◆ **CONSEGNA 1**
Secondo il testo da leggere, in quale ospedale si trova ora ricoverato il 39enne?

◆ **TESTO DA LEGGERE**
--

Al momento dell’imbarco però, il personale si accorge di quell’uomo che appare molto agitato e disconnesso nei discorsi, avverte il 118 che lo porterà direttamente al Pronto Soccorso di Gallarate. Un brandello del braccialetto trovato in auto, è una prova dell’accettazione avvenuta in nosocomio e della destinazione al reparto psichitrico. Lui però dall’ospedale di Gallarate riesce, non si sa come, a dileguarsi senza che nessuno si accorga di nulla. Accende il cellulare, chiama il cugino e gli chiede se può andare a riprenderlo e ad accompagnarlo all’auto lasciata nel parcheggio di Malpensa.

Il cugino, almeno così riferirà agli investigatori, lo avrebbe pregato di seguirlo nella sua casa milanese, per tranquillizzarsi prima di tornare dalla moglie. Un consiglio dato senza fortuna. Perché il 39enne, in realtà si rimette a bordo della Musa e guida, guida fino a notte fonda quando incrocia il destino, anche questo senza fortuna, delle due amiche che sulla Ypsilon, quasi ferme, stavano inserendo il biglietto del pedaggio autostradale. L’ultimo, importante, controllo di cui si occuperà la procura è sulla patente del 39enne. Guidava senza? O il Centro psico sociale che lo curava non ha mai segnalato la necessità che gli venisse tolta? Ora il 39enne si trova ricoverato al San Carlo di Milano in attesa di una residenza per l’esecuzione delle misure di sicurezza (Rems) in cui "scontare" il duplice omicidio colposo.

--

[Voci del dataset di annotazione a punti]
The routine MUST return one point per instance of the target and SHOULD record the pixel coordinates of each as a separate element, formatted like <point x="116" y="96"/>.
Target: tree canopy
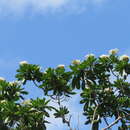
<point x="103" y="83"/>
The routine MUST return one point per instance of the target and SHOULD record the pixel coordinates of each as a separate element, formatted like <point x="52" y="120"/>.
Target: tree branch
<point x="113" y="123"/>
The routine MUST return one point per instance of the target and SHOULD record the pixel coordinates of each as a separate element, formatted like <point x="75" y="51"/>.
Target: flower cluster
<point x="89" y="55"/>
<point x="104" y="56"/>
<point x="76" y="62"/>
<point x="113" y="51"/>
<point x="61" y="66"/>
<point x="2" y="79"/>
<point x="23" y="62"/>
<point x="124" y="57"/>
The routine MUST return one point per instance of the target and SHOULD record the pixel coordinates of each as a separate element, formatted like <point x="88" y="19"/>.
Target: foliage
<point x="103" y="83"/>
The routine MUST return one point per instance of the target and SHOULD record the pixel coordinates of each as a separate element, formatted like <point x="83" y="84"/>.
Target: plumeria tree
<point x="103" y="84"/>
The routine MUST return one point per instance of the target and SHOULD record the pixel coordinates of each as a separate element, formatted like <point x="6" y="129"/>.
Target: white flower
<point x="2" y="79"/>
<point x="61" y="66"/>
<point x="26" y="102"/>
<point x="104" y="56"/>
<point x="23" y="62"/>
<point x="89" y="55"/>
<point x="124" y="57"/>
<point x="76" y="62"/>
<point x="113" y="51"/>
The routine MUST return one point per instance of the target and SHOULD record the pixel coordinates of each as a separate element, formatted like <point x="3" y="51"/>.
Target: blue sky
<point x="52" y="32"/>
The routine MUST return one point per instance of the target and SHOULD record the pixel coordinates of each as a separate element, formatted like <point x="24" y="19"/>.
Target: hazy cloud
<point x="43" y="6"/>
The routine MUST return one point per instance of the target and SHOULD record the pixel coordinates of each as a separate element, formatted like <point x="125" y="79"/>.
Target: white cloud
<point x="43" y="6"/>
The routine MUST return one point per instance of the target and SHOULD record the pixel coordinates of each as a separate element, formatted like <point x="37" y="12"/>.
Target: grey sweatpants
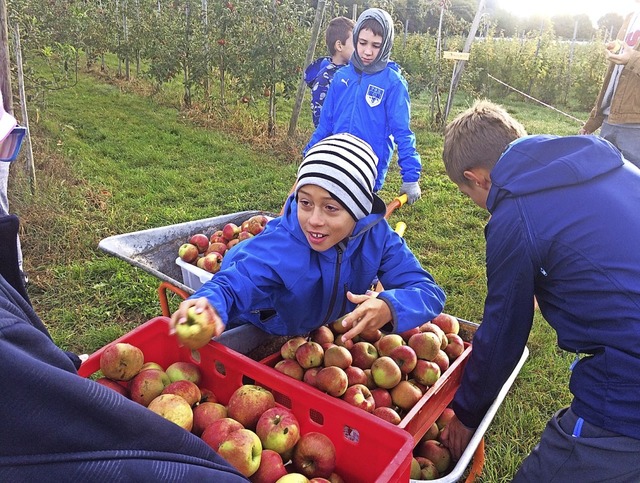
<point x="572" y="450"/>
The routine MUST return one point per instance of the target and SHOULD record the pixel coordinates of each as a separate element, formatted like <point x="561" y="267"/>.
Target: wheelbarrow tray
<point x="154" y="250"/>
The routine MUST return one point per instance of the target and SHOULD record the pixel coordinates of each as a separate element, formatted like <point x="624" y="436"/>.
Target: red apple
<point x="188" y="252"/>
<point x="310" y="354"/>
<point x="121" y="361"/>
<point x="359" y="396"/>
<point x="405" y="395"/>
<point x="363" y="354"/>
<point x="278" y="429"/>
<point x="201" y="241"/>
<point x="147" y="385"/>
<point x="314" y="455"/>
<point x="337" y="356"/>
<point x="173" y="408"/>
<point x="291" y="368"/>
<point x="448" y="323"/>
<point x="198" y="329"/>
<point x="206" y="413"/>
<point x="386" y="372"/>
<point x="426" y="345"/>
<point x="332" y="380"/>
<point x="248" y="402"/>
<point x="218" y="430"/>
<point x="243" y="449"/>
<point x="271" y="468"/>
<point x="184" y="370"/>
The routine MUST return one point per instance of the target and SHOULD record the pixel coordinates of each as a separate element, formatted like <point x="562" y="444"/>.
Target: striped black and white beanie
<point x="346" y="167"/>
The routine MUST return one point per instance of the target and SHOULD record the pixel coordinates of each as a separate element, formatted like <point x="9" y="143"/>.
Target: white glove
<point x="412" y="189"/>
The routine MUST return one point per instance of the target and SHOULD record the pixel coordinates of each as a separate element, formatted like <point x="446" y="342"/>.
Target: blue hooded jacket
<point x="565" y="226"/>
<point x="278" y="283"/>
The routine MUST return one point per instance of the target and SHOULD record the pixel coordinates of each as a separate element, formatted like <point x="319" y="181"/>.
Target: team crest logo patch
<point x="374" y="95"/>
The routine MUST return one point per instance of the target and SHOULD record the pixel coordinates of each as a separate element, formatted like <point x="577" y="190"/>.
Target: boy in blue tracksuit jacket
<point x="564" y="227"/>
<point x="369" y="98"/>
<point x="315" y="263"/>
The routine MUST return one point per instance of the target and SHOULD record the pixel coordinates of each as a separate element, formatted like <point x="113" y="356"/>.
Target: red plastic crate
<point x="420" y="418"/>
<point x="368" y="450"/>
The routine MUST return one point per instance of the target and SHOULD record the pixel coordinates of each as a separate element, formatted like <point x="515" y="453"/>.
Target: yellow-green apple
<point x="455" y="347"/>
<point x="448" y="323"/>
<point x="218" y="430"/>
<point x="200" y="240"/>
<point x="322" y="335"/>
<point x="426" y="372"/>
<point x="405" y="395"/>
<point x="428" y="470"/>
<point x="230" y="231"/>
<point x="174" y="408"/>
<point x="113" y="385"/>
<point x="337" y="356"/>
<point x="388" y="414"/>
<point x="387" y="343"/>
<point x="186" y="389"/>
<point x="382" y="397"/>
<point x="431" y="327"/>
<point x="363" y="354"/>
<point x="444" y="418"/>
<point x="293" y="478"/>
<point x="310" y="354"/>
<point x="291" y="368"/>
<point x="311" y="376"/>
<point x="426" y="345"/>
<point x="271" y="468"/>
<point x="211" y="262"/>
<point x="442" y="359"/>
<point x="288" y="349"/>
<point x="121" y="361"/>
<point x="188" y="252"/>
<point x="386" y="372"/>
<point x="314" y="455"/>
<point x="359" y="396"/>
<point x="405" y="357"/>
<point x="197" y="329"/>
<point x="278" y="429"/>
<point x="435" y="451"/>
<point x="243" y="449"/>
<point x="248" y="402"/>
<point x="355" y="375"/>
<point x="218" y="247"/>
<point x="184" y="370"/>
<point x="206" y="413"/>
<point x="147" y="385"/>
<point x="332" y="380"/>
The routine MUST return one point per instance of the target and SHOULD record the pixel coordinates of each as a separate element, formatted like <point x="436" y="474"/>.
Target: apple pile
<point x="261" y="439"/>
<point x="386" y="374"/>
<point x="206" y="252"/>
<point x="431" y="459"/>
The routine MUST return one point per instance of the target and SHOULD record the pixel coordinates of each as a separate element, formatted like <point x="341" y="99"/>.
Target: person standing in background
<point x="617" y="109"/>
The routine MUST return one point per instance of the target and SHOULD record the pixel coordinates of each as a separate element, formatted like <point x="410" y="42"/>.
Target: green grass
<point x="110" y="161"/>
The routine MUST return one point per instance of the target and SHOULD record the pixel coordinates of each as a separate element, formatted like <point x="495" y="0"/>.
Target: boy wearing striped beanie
<point x="315" y="262"/>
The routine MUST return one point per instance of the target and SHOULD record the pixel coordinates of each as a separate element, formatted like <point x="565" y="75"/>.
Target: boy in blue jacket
<point x="315" y="263"/>
<point x="564" y="227"/>
<point x="319" y="74"/>
<point x="369" y="98"/>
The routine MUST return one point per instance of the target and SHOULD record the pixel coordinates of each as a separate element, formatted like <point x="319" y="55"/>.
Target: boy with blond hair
<point x="564" y="227"/>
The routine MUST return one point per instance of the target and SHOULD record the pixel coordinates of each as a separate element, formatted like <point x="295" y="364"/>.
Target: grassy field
<point x="110" y="160"/>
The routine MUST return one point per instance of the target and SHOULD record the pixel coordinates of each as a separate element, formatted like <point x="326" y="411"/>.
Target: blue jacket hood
<point x="544" y="162"/>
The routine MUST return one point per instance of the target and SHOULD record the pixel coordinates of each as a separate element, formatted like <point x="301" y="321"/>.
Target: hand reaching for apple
<point x="195" y="323"/>
<point x="370" y="315"/>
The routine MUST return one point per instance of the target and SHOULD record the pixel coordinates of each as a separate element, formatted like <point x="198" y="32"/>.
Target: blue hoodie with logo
<point x="565" y="227"/>
<point x="278" y="283"/>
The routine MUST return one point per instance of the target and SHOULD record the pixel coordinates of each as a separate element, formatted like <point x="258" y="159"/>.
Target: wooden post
<point x="315" y="33"/>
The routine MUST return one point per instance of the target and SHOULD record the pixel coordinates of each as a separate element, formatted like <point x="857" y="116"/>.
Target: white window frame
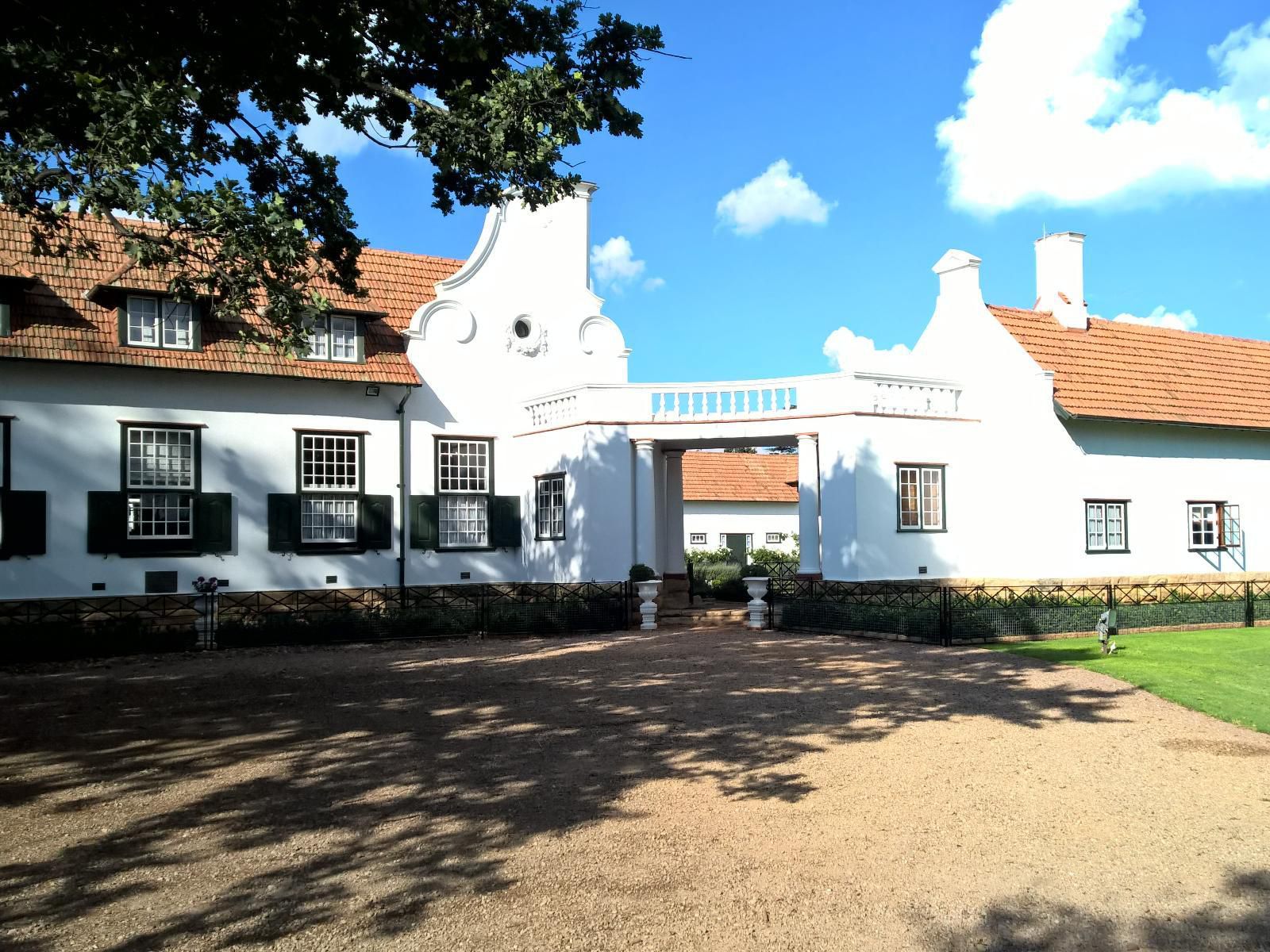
<point x="329" y="473"/>
<point x="160" y="488"/>
<point x="465" y="486"/>
<point x="346" y="450"/>
<point x="1102" y="509"/>
<point x="921" y="478"/>
<point x="328" y="520"/>
<point x="1227" y="530"/>
<point x="171" y="324"/>
<point x="333" y="336"/>
<point x="1214" y="524"/>
<point x="552" y="512"/>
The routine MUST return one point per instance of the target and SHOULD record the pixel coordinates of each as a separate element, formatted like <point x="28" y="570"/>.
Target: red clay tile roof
<point x="51" y="321"/>
<point x="741" y="478"/>
<point x="1132" y="372"/>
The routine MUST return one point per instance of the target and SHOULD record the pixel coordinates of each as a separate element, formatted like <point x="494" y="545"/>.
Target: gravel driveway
<point x="717" y="790"/>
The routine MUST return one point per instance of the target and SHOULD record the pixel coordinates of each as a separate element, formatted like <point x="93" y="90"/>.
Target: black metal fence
<point x="952" y="615"/>
<point x="37" y="630"/>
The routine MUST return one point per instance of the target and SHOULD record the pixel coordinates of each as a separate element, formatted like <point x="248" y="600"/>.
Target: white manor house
<point x="473" y="420"/>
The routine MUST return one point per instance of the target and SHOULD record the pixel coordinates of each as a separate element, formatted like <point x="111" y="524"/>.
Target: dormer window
<point x="334" y="338"/>
<point x="160" y="323"/>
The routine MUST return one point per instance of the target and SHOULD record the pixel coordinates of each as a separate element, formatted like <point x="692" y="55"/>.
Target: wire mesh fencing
<point x="50" y="630"/>
<point x="952" y="615"/>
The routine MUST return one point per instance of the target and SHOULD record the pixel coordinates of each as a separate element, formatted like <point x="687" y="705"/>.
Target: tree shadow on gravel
<point x="362" y="784"/>
<point x="1029" y="926"/>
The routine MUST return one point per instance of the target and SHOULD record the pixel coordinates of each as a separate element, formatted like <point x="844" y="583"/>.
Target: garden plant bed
<point x="711" y="790"/>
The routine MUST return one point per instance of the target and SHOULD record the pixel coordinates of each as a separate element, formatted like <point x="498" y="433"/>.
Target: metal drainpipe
<point x="402" y="489"/>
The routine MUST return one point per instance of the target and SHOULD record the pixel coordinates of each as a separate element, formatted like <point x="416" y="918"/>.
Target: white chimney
<point x="959" y="279"/>
<point x="1060" y="278"/>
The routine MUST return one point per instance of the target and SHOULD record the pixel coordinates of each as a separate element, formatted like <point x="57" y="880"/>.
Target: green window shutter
<point x="214" y="522"/>
<point x="283" y="522"/>
<point x="107" y="522"/>
<point x="375" y="522"/>
<point x="423" y="522"/>
<point x="196" y="328"/>
<point x="23" y="522"/>
<point x="505" y="522"/>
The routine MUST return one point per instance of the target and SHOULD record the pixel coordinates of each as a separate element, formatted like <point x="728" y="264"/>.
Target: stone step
<point x="702" y="617"/>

--

◆ **CONSEGNA 2**
Raccogli e copia ogni riga delle voci che contiene la parola "white".

◆ **SOLUZIONE SVOLTA 1**
Al San Carlo di Milano.

◆ **SOLUZIONE SVOLTA 2**
Target: white flower
Target: white cloud
Target: striped black and white beanie
Target: white glove
Target: white window frame
Target: white manor house
Target: white chimney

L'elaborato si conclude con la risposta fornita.